Understanding the Output
After study.fit() completes, Octopus writes all results to a timestamped
directory. This page explains the directory layout, what each file contains,
and how to load results programmatically.
Output directory
The root output directory is created inside studies_directory (default:
./studies/) with the pattern:
You can access the path after fitting via study.output_path.
Directory tree
A typical study with 5 outer splits and a two-task workflow (e.g., ROC → Octo) produces the following structure:
my_study-20260409_143000/
├── study_config.json
├── study_meta.json
├── data_raw.parquet
├── data_prepared.parquet
├── health_check_report.csv
├── study.log
│
├── outersplit0/
│ ├── split_row_ids.json
│ ├── task0/
│ │ ├── config/
│ │ │ ├── task_config.json
│ │ │ ├── feature_cols.json
│ │ │ └── feature_groups.json
│ │ └── results/
│ │ └── best/
│ │ ├── selected_features.json
│ │ ├── scores.parquet
│ │ ├── predictions.parquet
│ │ ├── feature_importances.parquet
│ │ └── model/
│ │ ├── model.joblib
│ │ └── predictor.json
│ └── task1/
│ ├── config/
│ │ └── ...
│ └── results/
│ ├── best/
│ │ └── ...
│ ├── ensemble_selection/
│ │ └── ...
│ └── optuna_results.parquet
├── outersplit1/
│ └── ...
└── outersplit4/
└── ...
Study-level files
| File | Description |
|---|---|
study_config.json |
Complete study configuration (parameters, workflow definition, feature columns, target assignments). Useful for reproducibility. |
study_meta.json |
Metadata: Octopus version, Python version, and creation timestamp. |
data_raw.parquet |
The original input DataFrame as passed to fit(). |
data_prepared.parquet |
Cleaned DataFrame after deduplication and internal column additions (row_id). |
health_check_report.csv |
Data quality report with one row per issue found. See Data Health Check. |
study.log |
Full execution log. |
Outer split level
Each outersplitN/ directory corresponds to one iteration of the
outer cross-validation loop.

▶ [Provided records]

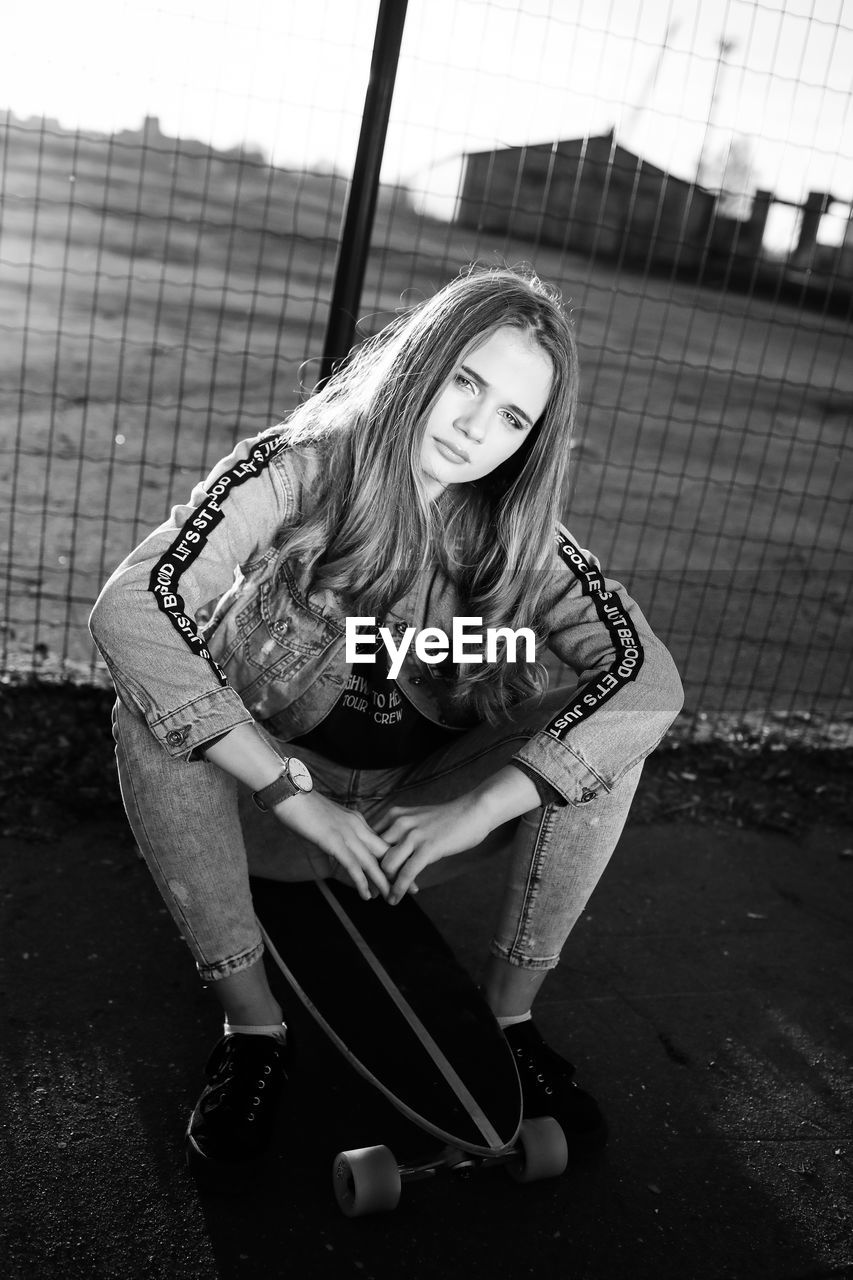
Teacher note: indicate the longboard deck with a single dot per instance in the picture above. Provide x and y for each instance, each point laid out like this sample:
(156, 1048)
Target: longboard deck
(387, 990)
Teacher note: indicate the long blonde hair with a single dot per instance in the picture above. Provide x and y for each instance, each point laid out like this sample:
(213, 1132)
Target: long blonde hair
(374, 528)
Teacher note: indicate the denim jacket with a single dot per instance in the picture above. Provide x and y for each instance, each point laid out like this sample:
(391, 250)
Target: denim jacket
(206, 626)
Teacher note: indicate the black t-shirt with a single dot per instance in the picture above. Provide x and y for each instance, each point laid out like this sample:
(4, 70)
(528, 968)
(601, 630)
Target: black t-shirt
(373, 725)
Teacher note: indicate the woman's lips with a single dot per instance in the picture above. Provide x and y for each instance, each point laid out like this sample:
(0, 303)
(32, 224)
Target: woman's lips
(450, 452)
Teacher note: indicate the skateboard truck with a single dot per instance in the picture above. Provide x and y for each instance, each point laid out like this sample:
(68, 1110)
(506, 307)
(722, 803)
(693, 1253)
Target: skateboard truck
(369, 1179)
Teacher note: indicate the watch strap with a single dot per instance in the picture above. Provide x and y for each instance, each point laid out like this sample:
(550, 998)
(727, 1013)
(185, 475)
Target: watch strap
(282, 789)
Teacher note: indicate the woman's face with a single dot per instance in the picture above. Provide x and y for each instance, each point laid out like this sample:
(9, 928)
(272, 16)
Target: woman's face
(486, 410)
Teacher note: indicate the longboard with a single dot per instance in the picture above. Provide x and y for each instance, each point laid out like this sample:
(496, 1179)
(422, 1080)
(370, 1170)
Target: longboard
(386, 988)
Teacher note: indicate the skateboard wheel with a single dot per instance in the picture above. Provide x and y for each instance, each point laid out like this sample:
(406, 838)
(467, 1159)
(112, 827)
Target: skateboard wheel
(366, 1180)
(542, 1151)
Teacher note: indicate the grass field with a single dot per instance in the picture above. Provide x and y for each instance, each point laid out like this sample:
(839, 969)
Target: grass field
(158, 305)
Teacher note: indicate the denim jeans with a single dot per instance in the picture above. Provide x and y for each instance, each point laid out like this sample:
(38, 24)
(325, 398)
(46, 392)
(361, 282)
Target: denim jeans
(201, 836)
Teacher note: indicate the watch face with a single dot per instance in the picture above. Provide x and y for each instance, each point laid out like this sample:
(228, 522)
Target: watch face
(299, 775)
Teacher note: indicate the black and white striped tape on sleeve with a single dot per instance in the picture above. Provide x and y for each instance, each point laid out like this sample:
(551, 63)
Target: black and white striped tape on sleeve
(626, 644)
(191, 542)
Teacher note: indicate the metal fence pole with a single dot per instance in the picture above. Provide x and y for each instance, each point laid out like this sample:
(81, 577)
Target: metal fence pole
(357, 220)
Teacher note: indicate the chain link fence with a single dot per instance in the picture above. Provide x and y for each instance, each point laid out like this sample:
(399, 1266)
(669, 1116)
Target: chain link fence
(678, 170)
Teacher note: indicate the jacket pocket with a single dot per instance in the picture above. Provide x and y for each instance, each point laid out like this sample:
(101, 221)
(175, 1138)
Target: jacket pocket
(277, 638)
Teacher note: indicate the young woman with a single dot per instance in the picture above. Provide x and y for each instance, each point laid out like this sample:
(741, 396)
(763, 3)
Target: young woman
(420, 487)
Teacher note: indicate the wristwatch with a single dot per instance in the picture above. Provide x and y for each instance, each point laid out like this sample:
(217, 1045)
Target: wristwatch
(293, 780)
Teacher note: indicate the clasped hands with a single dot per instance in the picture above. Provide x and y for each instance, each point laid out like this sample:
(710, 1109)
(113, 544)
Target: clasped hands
(388, 854)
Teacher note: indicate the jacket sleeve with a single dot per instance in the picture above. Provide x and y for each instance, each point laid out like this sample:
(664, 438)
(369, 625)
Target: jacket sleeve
(144, 621)
(628, 690)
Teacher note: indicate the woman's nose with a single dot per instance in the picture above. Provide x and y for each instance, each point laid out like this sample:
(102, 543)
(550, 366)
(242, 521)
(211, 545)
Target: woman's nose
(470, 423)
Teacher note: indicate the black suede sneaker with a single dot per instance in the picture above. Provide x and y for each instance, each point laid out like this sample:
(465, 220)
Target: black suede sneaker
(231, 1127)
(548, 1088)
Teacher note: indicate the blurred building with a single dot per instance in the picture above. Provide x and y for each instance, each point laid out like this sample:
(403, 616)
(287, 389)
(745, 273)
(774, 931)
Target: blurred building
(598, 199)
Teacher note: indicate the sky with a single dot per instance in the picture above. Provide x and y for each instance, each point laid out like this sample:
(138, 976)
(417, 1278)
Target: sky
(676, 80)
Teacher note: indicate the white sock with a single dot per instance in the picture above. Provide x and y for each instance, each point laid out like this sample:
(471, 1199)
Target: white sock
(514, 1018)
(277, 1029)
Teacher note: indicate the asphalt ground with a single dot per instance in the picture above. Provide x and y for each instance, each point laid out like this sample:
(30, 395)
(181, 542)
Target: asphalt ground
(705, 999)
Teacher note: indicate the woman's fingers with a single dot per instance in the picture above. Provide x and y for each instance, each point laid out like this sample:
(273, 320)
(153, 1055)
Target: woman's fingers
(363, 869)
(405, 881)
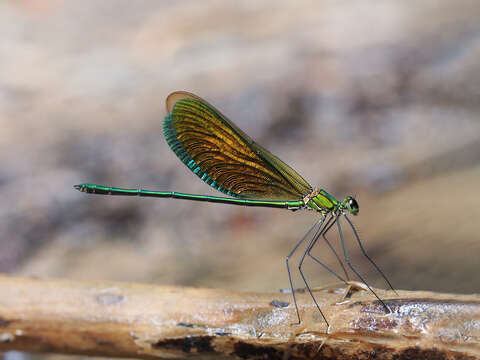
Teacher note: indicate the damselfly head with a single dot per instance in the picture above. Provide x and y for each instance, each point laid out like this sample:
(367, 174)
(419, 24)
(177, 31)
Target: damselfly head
(351, 205)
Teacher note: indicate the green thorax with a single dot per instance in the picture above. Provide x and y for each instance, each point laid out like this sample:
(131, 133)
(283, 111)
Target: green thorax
(320, 200)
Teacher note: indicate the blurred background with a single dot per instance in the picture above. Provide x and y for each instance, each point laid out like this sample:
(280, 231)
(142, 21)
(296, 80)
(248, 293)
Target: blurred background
(373, 99)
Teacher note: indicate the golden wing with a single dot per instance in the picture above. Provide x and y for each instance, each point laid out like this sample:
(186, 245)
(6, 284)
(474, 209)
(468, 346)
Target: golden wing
(224, 156)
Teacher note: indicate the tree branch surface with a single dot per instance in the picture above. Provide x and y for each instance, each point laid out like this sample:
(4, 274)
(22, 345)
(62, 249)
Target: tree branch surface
(148, 321)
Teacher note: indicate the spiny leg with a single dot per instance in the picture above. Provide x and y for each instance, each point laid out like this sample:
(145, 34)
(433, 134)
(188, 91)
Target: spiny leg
(368, 257)
(317, 224)
(312, 241)
(355, 271)
(328, 225)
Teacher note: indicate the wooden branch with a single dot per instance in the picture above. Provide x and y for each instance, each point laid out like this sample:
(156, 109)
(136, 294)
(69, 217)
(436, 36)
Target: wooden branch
(146, 321)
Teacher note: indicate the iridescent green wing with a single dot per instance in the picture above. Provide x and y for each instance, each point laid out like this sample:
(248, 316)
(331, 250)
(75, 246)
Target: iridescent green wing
(224, 156)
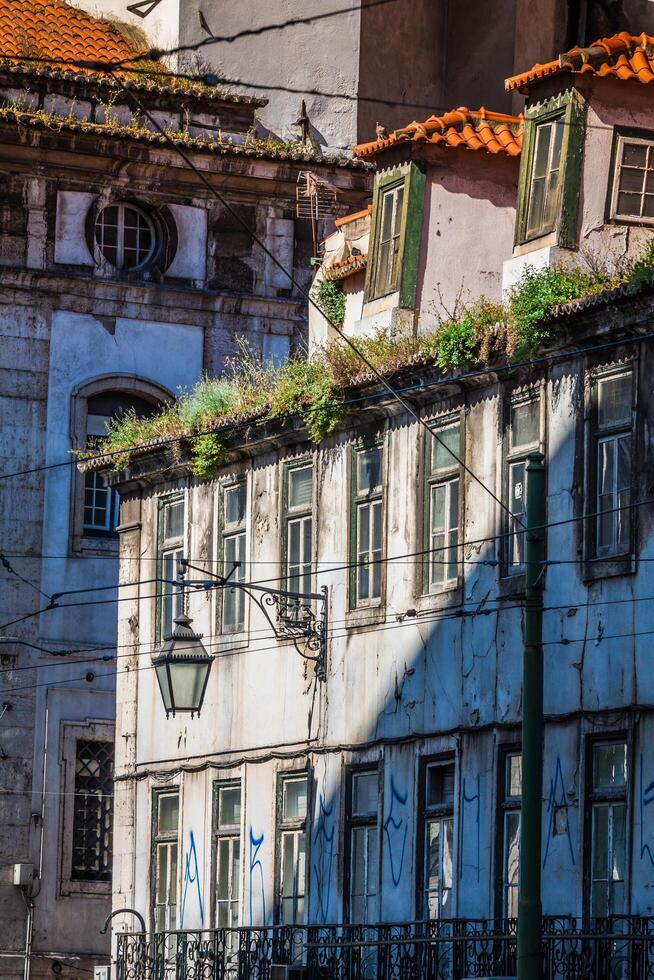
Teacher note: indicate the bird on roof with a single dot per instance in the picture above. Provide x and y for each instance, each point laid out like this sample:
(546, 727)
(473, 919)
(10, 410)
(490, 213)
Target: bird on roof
(204, 25)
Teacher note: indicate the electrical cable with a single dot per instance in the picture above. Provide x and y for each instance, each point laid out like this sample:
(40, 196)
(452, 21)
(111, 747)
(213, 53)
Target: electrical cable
(351, 565)
(373, 626)
(418, 387)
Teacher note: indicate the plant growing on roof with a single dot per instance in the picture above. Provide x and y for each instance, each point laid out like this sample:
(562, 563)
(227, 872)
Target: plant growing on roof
(330, 297)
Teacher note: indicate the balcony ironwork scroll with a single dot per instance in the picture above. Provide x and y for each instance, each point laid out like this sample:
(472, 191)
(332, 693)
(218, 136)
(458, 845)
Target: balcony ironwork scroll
(613, 948)
(301, 617)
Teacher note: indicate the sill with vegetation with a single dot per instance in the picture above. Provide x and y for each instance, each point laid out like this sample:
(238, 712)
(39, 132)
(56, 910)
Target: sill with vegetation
(315, 388)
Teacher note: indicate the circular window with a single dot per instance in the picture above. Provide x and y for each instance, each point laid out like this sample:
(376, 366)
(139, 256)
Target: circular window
(125, 236)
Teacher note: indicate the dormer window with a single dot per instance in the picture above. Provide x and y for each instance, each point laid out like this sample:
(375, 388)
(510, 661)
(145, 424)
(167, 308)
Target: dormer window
(633, 188)
(550, 171)
(545, 184)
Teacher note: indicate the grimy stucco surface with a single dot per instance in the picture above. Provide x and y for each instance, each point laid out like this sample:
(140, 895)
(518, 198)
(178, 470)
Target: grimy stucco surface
(65, 322)
(399, 687)
(393, 61)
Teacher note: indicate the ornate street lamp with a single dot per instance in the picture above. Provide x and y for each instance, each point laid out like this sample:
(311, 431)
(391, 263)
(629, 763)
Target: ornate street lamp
(182, 667)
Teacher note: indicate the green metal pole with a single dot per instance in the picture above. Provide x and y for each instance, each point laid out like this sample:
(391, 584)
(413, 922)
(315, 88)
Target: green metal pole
(530, 960)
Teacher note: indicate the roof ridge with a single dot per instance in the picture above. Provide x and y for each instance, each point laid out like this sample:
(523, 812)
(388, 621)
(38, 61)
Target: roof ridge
(473, 129)
(617, 55)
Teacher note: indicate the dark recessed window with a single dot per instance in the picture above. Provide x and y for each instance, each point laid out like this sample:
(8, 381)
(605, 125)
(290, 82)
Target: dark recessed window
(125, 236)
(93, 811)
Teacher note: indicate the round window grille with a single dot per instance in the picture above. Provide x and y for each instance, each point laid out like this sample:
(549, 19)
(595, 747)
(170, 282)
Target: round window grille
(125, 236)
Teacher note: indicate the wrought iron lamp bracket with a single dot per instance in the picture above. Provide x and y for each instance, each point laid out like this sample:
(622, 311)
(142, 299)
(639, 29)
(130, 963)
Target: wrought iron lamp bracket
(299, 617)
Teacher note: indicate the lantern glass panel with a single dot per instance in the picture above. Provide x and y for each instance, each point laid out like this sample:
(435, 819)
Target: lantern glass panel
(187, 681)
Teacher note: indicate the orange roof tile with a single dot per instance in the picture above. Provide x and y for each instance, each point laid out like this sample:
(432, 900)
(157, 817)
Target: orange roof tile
(31, 30)
(624, 56)
(494, 132)
(346, 267)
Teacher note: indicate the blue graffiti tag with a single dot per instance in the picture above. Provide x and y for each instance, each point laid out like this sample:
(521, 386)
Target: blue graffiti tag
(396, 823)
(646, 797)
(557, 798)
(472, 798)
(191, 877)
(324, 850)
(255, 864)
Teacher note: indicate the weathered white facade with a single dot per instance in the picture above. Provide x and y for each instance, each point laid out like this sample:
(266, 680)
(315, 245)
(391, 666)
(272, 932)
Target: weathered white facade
(390, 791)
(87, 333)
(357, 63)
(413, 678)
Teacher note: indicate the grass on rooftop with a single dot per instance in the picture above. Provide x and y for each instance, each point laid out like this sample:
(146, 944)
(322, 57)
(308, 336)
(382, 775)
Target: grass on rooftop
(315, 388)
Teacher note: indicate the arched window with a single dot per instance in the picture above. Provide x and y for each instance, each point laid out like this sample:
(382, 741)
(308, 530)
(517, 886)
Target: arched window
(95, 505)
(101, 503)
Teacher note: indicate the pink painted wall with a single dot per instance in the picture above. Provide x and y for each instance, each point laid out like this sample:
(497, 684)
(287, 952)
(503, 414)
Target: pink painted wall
(468, 227)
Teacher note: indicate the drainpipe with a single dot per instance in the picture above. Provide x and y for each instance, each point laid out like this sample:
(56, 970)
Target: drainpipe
(530, 957)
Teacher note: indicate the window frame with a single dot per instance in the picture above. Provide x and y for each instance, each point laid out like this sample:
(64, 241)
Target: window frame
(230, 832)
(432, 478)
(623, 136)
(155, 839)
(162, 549)
(413, 178)
(441, 811)
(128, 385)
(353, 822)
(297, 827)
(356, 501)
(225, 532)
(516, 456)
(73, 732)
(614, 563)
(289, 514)
(506, 804)
(594, 797)
(572, 107)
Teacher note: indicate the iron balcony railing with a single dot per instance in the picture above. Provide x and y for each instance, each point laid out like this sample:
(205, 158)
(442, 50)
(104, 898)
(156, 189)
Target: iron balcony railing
(615, 948)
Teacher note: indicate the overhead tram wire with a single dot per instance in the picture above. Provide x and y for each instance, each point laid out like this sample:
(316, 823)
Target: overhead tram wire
(433, 617)
(563, 641)
(344, 567)
(307, 295)
(420, 386)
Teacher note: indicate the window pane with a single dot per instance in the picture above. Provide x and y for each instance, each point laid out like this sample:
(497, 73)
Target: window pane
(609, 765)
(525, 424)
(168, 814)
(173, 514)
(614, 401)
(634, 155)
(224, 848)
(235, 504)
(294, 804)
(513, 787)
(300, 487)
(229, 806)
(368, 470)
(441, 457)
(92, 811)
(365, 794)
(440, 785)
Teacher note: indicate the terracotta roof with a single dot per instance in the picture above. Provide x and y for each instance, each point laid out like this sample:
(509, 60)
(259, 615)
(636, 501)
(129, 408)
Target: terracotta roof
(258, 149)
(346, 267)
(494, 132)
(345, 220)
(51, 30)
(624, 56)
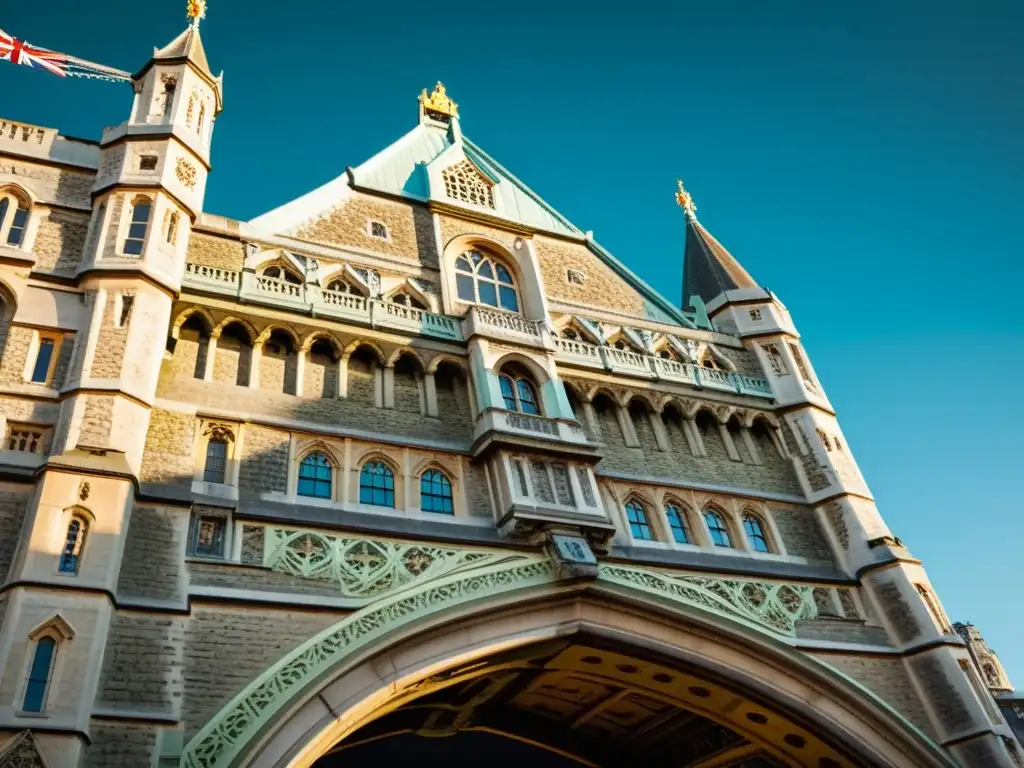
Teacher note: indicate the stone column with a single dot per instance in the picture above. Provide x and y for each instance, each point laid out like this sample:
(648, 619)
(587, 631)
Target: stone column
(388, 396)
(626, 424)
(255, 356)
(430, 390)
(211, 353)
(659, 432)
(730, 446)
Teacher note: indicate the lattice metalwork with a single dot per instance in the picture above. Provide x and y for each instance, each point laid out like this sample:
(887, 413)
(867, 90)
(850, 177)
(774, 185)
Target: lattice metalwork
(361, 567)
(463, 181)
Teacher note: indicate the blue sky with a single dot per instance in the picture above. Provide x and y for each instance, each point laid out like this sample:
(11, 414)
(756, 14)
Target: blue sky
(861, 159)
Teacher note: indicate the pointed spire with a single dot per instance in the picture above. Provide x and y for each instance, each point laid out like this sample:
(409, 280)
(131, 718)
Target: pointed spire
(709, 269)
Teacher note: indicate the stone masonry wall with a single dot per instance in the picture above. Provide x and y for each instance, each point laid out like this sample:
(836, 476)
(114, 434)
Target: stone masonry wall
(121, 745)
(142, 664)
(410, 226)
(227, 648)
(209, 250)
(168, 456)
(59, 242)
(12, 507)
(602, 288)
(154, 556)
(887, 678)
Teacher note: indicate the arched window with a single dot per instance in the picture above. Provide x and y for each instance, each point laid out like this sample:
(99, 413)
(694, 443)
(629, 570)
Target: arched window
(480, 280)
(141, 210)
(756, 534)
(276, 272)
(677, 522)
(74, 543)
(13, 217)
(718, 529)
(637, 517)
(216, 460)
(377, 484)
(39, 675)
(435, 493)
(314, 476)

▶ [What the exercise asks]
Extract the passage from the Octopus output page starting with "Understanding the Output" and going on through "fitting via study.output_path.". The entries come from a different source than the Octopus output page.

▶ [Output below]
Understanding the Output
After study.fit() completes, Octopus writes all results to a timestamped
directory. This page explains the directory layout, what each file contains,
and how to load results programmatically.
Output directory
The root output directory is created inside studies_directory (default:
./studies/) with the pattern:
You can access the path after fitting via study.output_path.